Arbeitsaufträge
A. Geben Sie im Forumsthread zur Übertaktung den Abschnitt von "## Smoger101 (26." bis einschließlich "vernünftig geht) prügelst." erneut wieder und tauschen Sie dabei "CPU" gegen "Prozessor" aus.
B. Beantworten Sie anhand des Forumsthreads zur Übertaktung die folgenden Fragen:
(i) An welchem Datum wurden die Beiträge verfasst?
(ii) Auf welche Werte soll die CPU laut Tiz92 gebracht werden?
(iii) Welche Nachteile der Übertaktung nennt XT1024?
C. Setzen Sie den Forumsthread zur Übertaktung im Anschluss an seinen letzten Satz fort.

Textauszug
···

# Wie findfet ihr mein PC ?



## Smoger101 (26. Mai 2015)

auf meinem Profil sind alle informationen lohnt sich OC ? Die Frage ist Leistungtechnisch gesehen.


----------



## Tiz92 (26. Mai 2015)

Deine CPU ist schnell. Deine 2 GPUs aber auch. Je nachdem welches Spiel und Auflösung könnte es die min FPS schon heben wenn du die CPU auf 4,2-4,4 (je nachdem was vernünftig geht) prügelst.


----------



## XT1024 (26. Mai 2015)

Achso, die Daten sollen wir auch noch selbst _suchen_? 


Smoger101 schrieb:


> lohnt  sich OC ?


Nö, lohnt sich nicht.
Verbraucht mehr Strom, es wird wärmer, ggf. lauter und im Desktopbetrieb bringt das eh nix.



> Die Frage ist Leistungtechnisch gesehen.

···

Gespeicherte Datensätze
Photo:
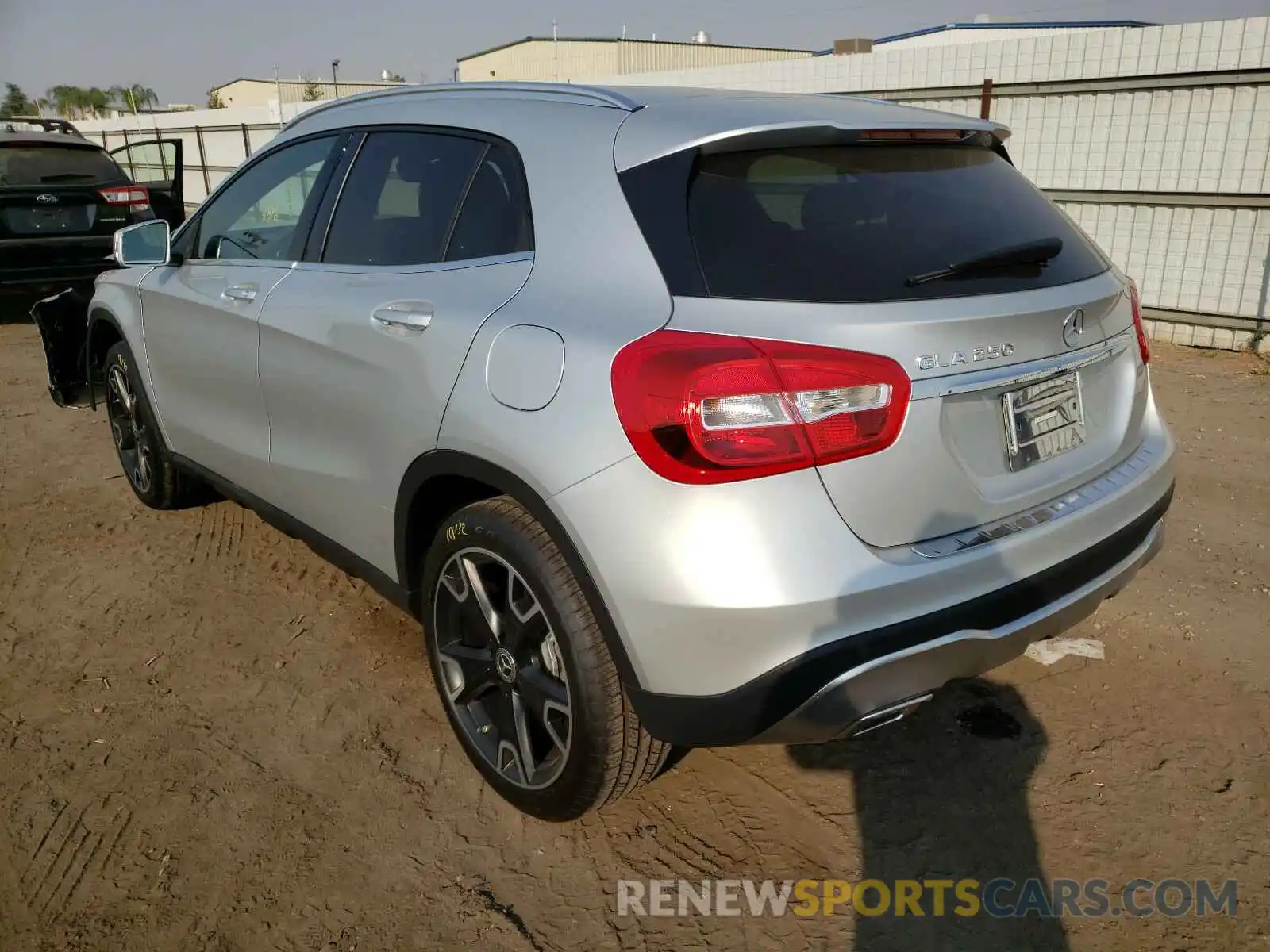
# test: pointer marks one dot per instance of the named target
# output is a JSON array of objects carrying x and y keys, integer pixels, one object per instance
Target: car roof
[
  {"x": 46, "y": 139},
  {"x": 664, "y": 120}
]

···

Lösungen
A.
## Smoger101 (26. Mai 2015)

auf meinem Profil sind alle informationen lohnt sich OC ? Die Frage ist Leistungtechnisch gesehen.


----------



## Tiz92 (26. Mai 2015)

Deine Prozessor ist schnell. Deine 2 GPUs aber auch. Je nachdem welches Spiel und Auflösung könnte es die min FPS schon heben wenn du die Prozessor auf 4,2-4,4 (je nachdem was vernünftig geht) prügelst.

B.
(i) Am 26. Mai 2015.
(ii) Auf 4,2-4,4, je nachdem, was vernünftig geht.
(iii) Der PC verbraucht mehr Strom, wird wärmer und gegebenenfalls lauter, und im Desktopbetrieb bringt die Übertaktung nichts.

C.
20% mehr Takt bringt in entsprechenden Anwendungen auch 20% Mehrleistung.


----------



## facehugger (26. Mai 2015)

Auch @stock ist dein Prozzi noch recht fix. Mit OC:


http://extreme.pcgameshardware.de/o...hes-ocing-von-sandy-bridge-k-prozessoren.html 
ist durchaus Haswell-Niveau drin, natürlich guter Kühler vorausgesetzt. Wenn du mit der Graka zufrieden bist, besteht auch da kein Handlungsbedarf...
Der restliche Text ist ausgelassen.